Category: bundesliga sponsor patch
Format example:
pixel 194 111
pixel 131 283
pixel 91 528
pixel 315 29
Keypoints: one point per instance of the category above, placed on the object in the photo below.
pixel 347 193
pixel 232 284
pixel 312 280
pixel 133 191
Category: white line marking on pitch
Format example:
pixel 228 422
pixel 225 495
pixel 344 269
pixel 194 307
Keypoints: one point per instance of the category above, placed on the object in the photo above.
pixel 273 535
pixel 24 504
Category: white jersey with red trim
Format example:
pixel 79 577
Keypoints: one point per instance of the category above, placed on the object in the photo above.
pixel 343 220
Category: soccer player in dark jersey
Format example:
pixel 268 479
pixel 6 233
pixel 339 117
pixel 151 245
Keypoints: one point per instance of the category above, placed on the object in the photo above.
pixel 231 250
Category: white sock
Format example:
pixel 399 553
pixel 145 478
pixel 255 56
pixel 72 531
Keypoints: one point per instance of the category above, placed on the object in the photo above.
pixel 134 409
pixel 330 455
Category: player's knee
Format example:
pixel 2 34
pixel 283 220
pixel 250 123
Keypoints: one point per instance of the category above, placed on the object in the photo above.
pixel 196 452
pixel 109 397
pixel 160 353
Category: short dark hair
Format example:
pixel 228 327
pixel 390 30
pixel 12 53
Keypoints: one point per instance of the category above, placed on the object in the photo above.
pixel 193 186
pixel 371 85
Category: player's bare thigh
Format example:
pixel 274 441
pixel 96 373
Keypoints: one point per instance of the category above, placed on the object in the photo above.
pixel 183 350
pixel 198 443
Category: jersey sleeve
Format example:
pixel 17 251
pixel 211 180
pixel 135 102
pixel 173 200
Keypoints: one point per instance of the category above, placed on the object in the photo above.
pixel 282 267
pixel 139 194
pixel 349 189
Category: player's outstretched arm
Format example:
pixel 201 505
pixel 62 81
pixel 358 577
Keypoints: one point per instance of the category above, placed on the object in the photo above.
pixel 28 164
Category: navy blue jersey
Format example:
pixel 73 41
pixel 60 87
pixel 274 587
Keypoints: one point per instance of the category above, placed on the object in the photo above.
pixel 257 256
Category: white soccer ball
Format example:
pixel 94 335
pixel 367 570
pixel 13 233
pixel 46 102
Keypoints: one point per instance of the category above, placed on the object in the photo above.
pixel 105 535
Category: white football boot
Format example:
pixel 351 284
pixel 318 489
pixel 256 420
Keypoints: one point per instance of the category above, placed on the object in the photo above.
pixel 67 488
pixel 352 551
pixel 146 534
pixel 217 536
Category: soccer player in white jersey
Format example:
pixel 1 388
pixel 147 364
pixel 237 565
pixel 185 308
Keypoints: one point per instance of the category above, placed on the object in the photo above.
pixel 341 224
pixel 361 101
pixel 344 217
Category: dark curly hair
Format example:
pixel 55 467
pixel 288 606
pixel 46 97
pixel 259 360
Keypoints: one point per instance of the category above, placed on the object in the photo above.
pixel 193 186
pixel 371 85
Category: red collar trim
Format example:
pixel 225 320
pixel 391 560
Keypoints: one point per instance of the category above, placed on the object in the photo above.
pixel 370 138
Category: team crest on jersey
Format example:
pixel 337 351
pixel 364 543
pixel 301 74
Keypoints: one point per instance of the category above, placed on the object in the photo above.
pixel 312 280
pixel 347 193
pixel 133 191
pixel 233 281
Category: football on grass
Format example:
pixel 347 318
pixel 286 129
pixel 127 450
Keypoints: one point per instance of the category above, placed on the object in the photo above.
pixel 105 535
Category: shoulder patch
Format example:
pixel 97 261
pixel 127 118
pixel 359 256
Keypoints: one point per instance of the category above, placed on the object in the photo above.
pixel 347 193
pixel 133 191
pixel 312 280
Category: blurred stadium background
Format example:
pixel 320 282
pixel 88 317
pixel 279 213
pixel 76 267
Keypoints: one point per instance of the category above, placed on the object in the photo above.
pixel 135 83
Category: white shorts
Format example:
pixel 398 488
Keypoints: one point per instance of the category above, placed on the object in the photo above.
+---+
◆ WHAT IS NEEDED ◆
Copy out every one of the records above, reproducing each line word for word with no changes.

◆ TASK RESULT ◆
Category: bundesliga sponsor patch
Format example:
pixel 194 111
pixel 131 283
pixel 91 528
pixel 315 29
Keypoints: one point per instance of the category above, placed on the object in the photo below.
pixel 347 193
pixel 232 284
pixel 312 280
pixel 133 191
Category: white line marking on pitch
Format example:
pixel 228 422
pixel 225 495
pixel 344 269
pixel 194 307
Keypoints: one point per instance of the category above, placed on the object in the photo above.
pixel 273 535
pixel 24 504
Category: white jersey with red trim
Format example:
pixel 79 577
Keypoints: one point per instance of the category above, placed on the object in the photo above.
pixel 343 220
Category: soccer player in dark jersey
Format example:
pixel 268 479
pixel 6 233
pixel 339 117
pixel 151 245
Keypoints: one point per instance of the category above, placed on the object in the photo above.
pixel 231 250
Category: white sock
Format example:
pixel 399 553
pixel 145 478
pixel 255 56
pixel 72 531
Keypoints: one point per instance of the category above, placed on the object in the photo above.
pixel 134 409
pixel 330 455
Category: player's knee
Format example:
pixel 2 34
pixel 283 220
pixel 250 123
Keypoints: one point per instance of the category above, placed on the object in the photo above.
pixel 196 452
pixel 109 397
pixel 160 353
Category: short dark hair
Format example:
pixel 228 327
pixel 390 30
pixel 12 53
Keypoints: one point per instance of the category above, placed on the object in the photo above.
pixel 193 186
pixel 371 85
Category: player's bare thigh
Format example:
pixel 274 441
pixel 96 373
Keypoints: one point per instance of the category above, placed on the object in the photo above.
pixel 183 350
pixel 198 443
Category: jersey sleeve
Format example:
pixel 17 251
pixel 211 180
pixel 135 102
pixel 173 200
Keypoints: one point per instance of the category above, placed on the object in the photo above.
pixel 282 267
pixel 139 194
pixel 349 189
Category: player's outstretched arm
Format example:
pixel 201 505
pixel 62 81
pixel 358 577
Keypoints: one point per instance of the category above, placed on the object in the photo above.
pixel 28 164
Category: navy blue jersey
Format example:
pixel 73 41
pixel 60 87
pixel 274 587
Keypoints: one point per instance of the category above, placed on the object in the photo above.
pixel 257 256
Category: white soccer ball
Format example:
pixel 94 335
pixel 367 570
pixel 13 233
pixel 46 102
Keypoints: one point per instance of the category above, placed on the object in the photo above.
pixel 105 535
Category: white football boot
Format example:
pixel 351 284
pixel 318 489
pixel 256 420
Keypoints: one point per instance of the category above, placed on the object in the photo above.
pixel 67 488
pixel 352 551
pixel 146 534
pixel 217 536
Category: soccer player in white jersey
Format example:
pixel 1 388
pixel 147 364
pixel 237 565
pixel 185 308
Keypoints: one point per instance of the category above, placed on the object in the photo above.
pixel 341 224
pixel 361 101
pixel 344 217
Category: dark curly hair
Format example:
pixel 55 467
pixel 288 606
pixel 46 97
pixel 259 360
Keypoints: one point per instance of the category above, placed on the object in the photo above.
pixel 193 186
pixel 371 85
Category: red collar trim
Format example:
pixel 225 320
pixel 391 560
Keypoints: one point per instance of the category above, placed on the object in the photo above.
pixel 370 138
Category: team crest on jersey
Format example:
pixel 337 351
pixel 364 543
pixel 301 74
Keypoints: one point per instance of the category above, placed on the object in the photo above.
pixel 312 280
pixel 347 193
pixel 133 191
pixel 233 281
Category: football on grass
Format example:
pixel 347 318
pixel 286 129
pixel 127 450
Keypoints: one point per instance of the category above, placed on the object in the photo above.
pixel 105 535
Category: shoulder patch
Format example:
pixel 97 261
pixel 127 118
pixel 359 256
Keypoints: one point per instance of the category above, placed on the object in the photo above.
pixel 347 193
pixel 133 191
pixel 312 280
Category: blurred stadium background
Format example:
pixel 320 282
pixel 88 317
pixel 279 213
pixel 76 267
Keypoints: one point per instance of the category above, placed on the object in the photo above.
pixel 135 83
Category: white shorts
Format example:
pixel 398 488
Keypoints: one point per instance of the category above, placed on the object in the photo above.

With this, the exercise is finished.